▶ _Tarefa_:
Responda com base no trecho da entrevista sobre tecnologia no ensino:
(a) Qual grupo teve a pontuação mais baixa no teste nacional do terceiro ano?
(b) Qual é apontada como a principal razão para usar ferramentas digitais nas escolas?
(c) O que, segundo o entrevistado, ninguém mais usa na Suécia?

Porvir – Qual foi o resultado?

Peter Karlberg – No grupo que usou ferramentas digitais, a diferença entre meninos e meninas desapareceu. Muitos, especialmente aqueles que tinham algum tipo de dificuldade em leitura, escrita e pensamento, melhoraram e foram melhores do que o grupo que teve ensino tradicional. O pior grupo foi o que usou dispositivos digitais não alinhados à parte pedagógica. Eles pontuaram o mais baixo no teste nacional que temos no terceiro ano. Portanto, isso é feito para crianças pequenas que estão realmente aprendendo a ler e escrever e fazer matemática com professores. 

Porvir – Em outras palavras, você está nos dizendo que, se a tecnologia não for seguida por uma mudança no ensino, não há como a tecnologia desempenhar um papel importante na aprendizagem, certo?

Peter Karlberg – Exatamente. A principal razão para usar ferramentas digitais nas escolas e materiais digitais é que isso contribuirá para a competência digital dos alunos. E isso é muito importante por razões democráticas. Eles precisam ser capazes de saber como verificar se isso é feito para que possam usar ou se está correto, partindo do que chamamos de pensamento crítico. Como benefício, você também obtém a ideia de qual competência precisará no futuro.

Porvir – Poderia exemplificar?

Peter Karlberg – A Suécia, talvez, seja extrema nesse sentido. Aqui ninguém mais usa dinheiro em espécie, e sim pagamentos digitais. Temos esse serviço no qual você pode enviar dinheiro imediatamente de um telefone para outro, fazer coisas assim. Se você quiser viajar, dificilmente encontrará uma agência de viagens na rua. Você vai para um site e compra suas férias. É possível fazer digitalmente quase tudo. Isso mostra, ao menos na minha opinião, que o futuro será mais digital do que algumas pessoas disseram. A única coisa de que podemos ter certeza sobre o futuro é que será mais digital do que agora.

▶ _Material fornecido_:

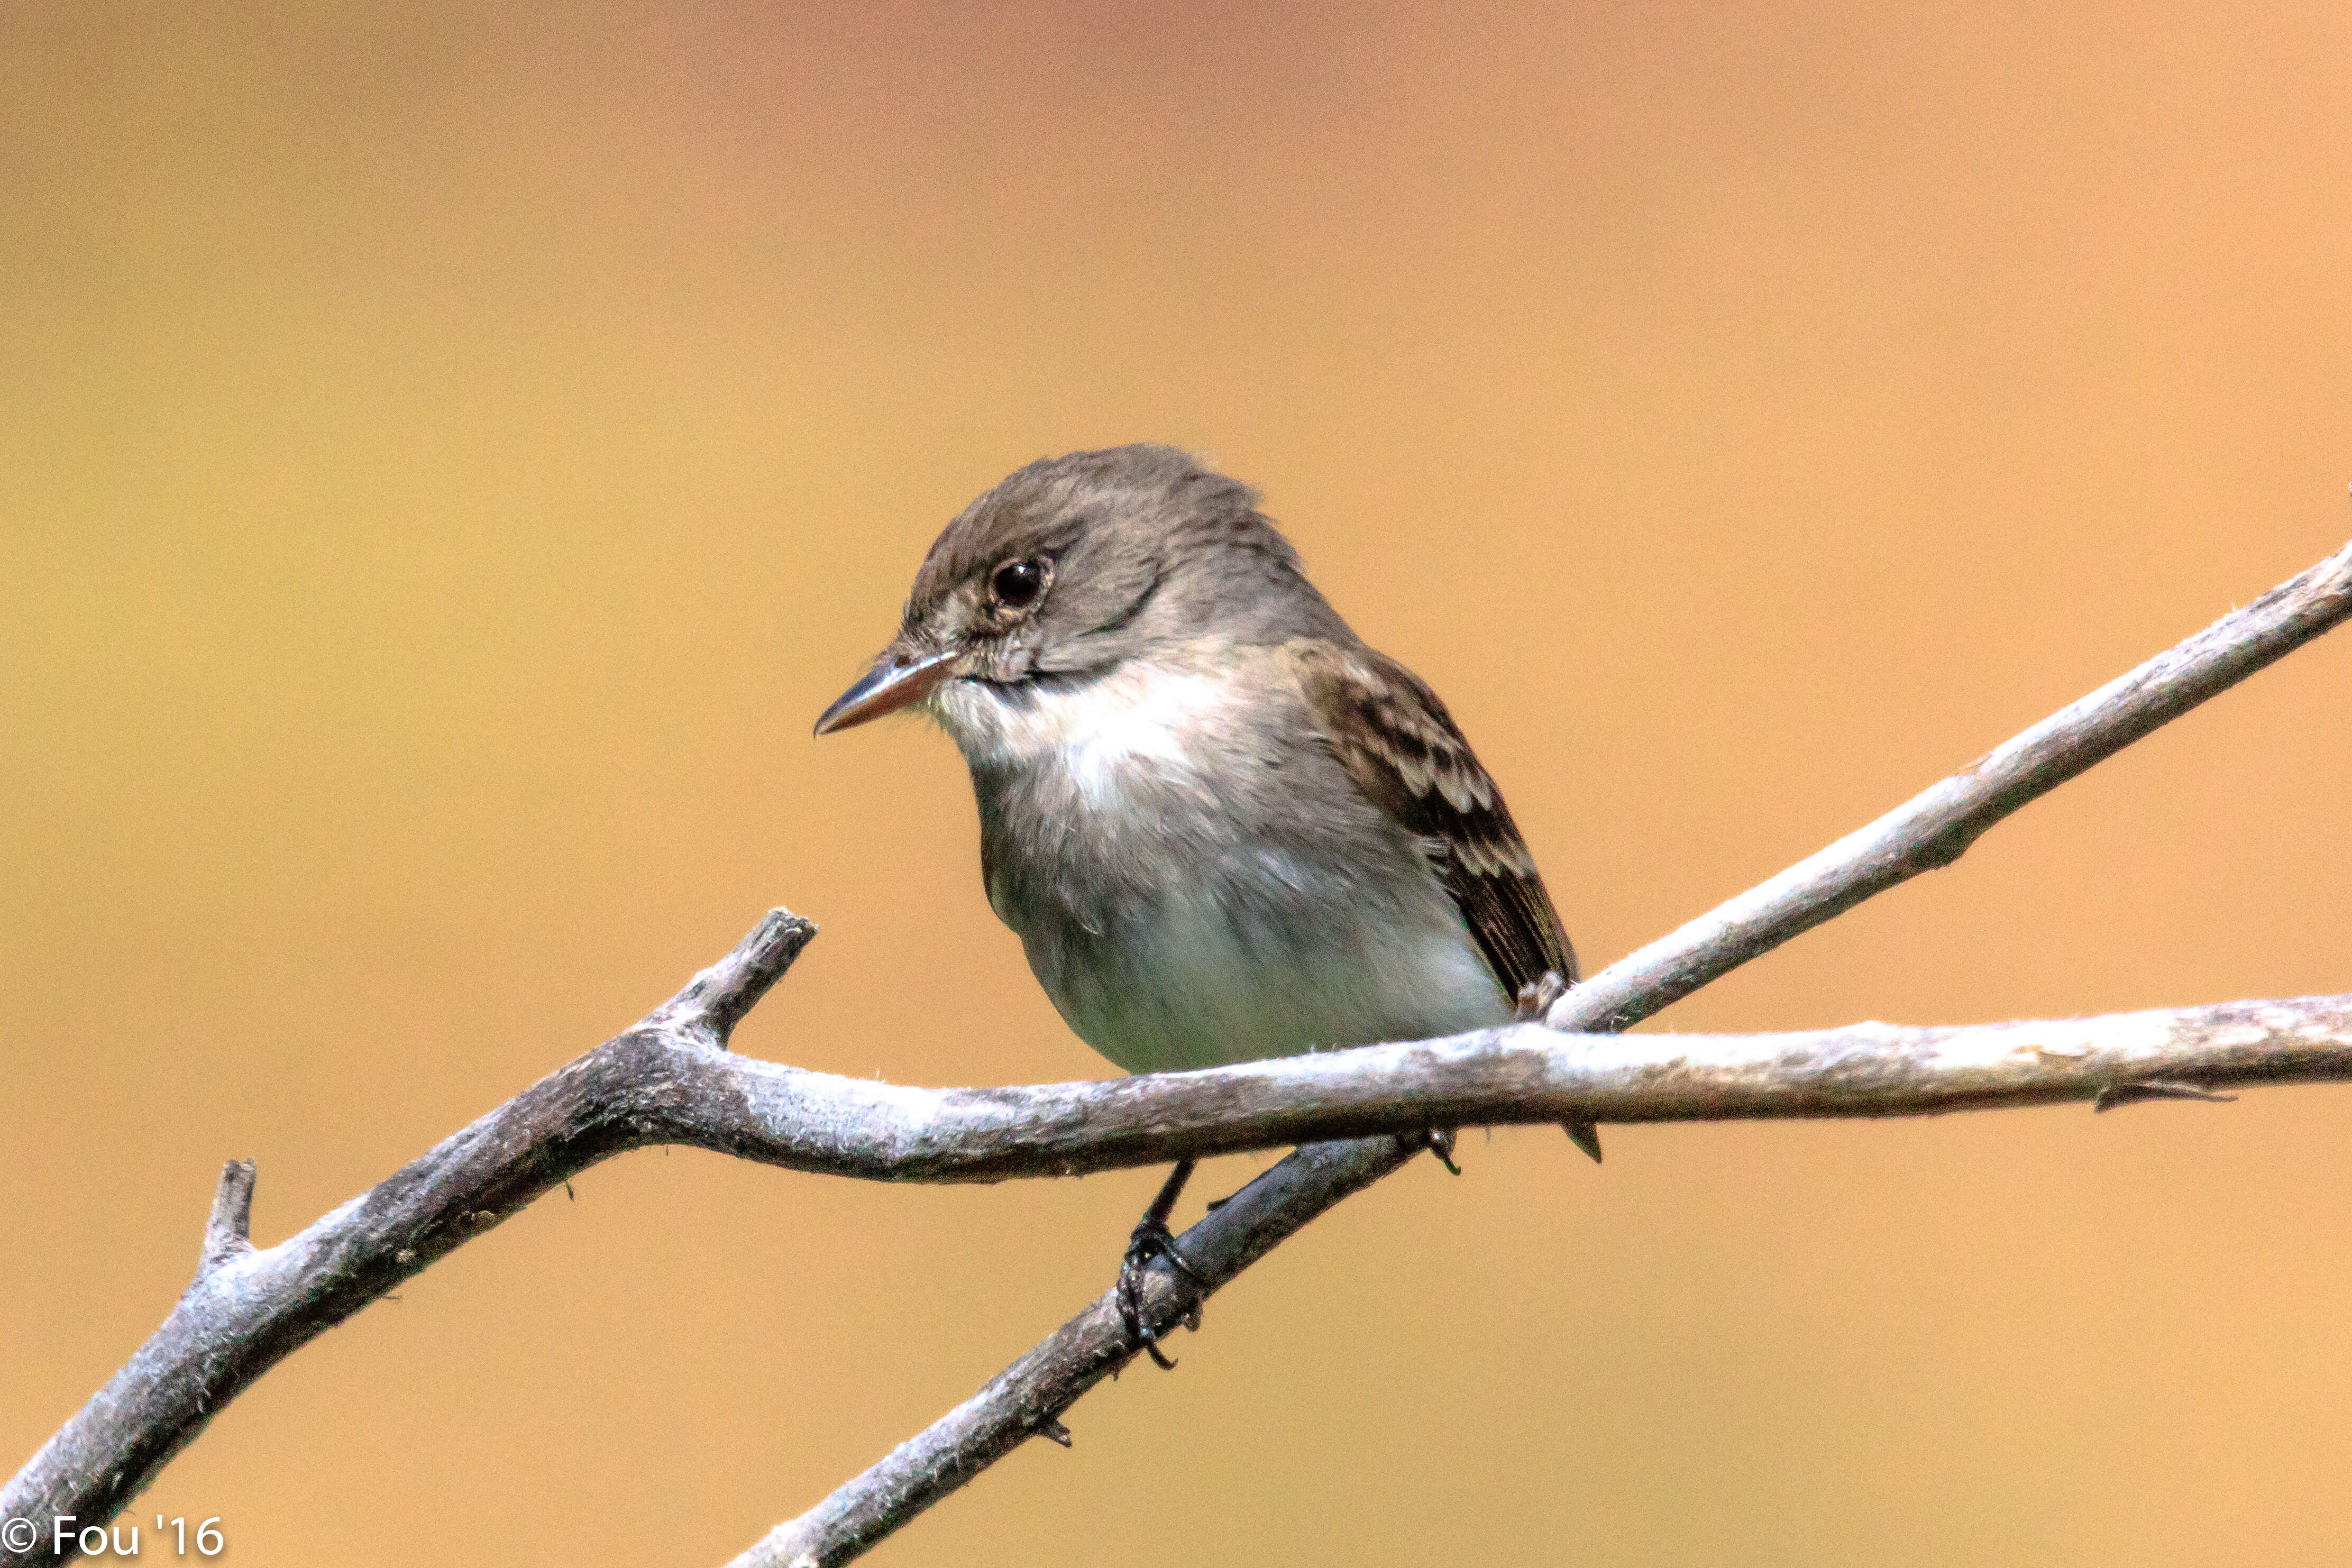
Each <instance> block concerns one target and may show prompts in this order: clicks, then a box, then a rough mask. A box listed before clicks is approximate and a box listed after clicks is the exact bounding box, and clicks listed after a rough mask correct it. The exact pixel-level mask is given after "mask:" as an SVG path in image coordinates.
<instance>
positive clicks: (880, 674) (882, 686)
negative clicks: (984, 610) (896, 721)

▶ _Resposta abaixo_:
(a) O grupo que usou dispositivos digitais não alinhados à parte pedagógica.
(b) Essas ferramentas contribuirão para a competência digital dos alunos.
(c) Dinheiro em espécie.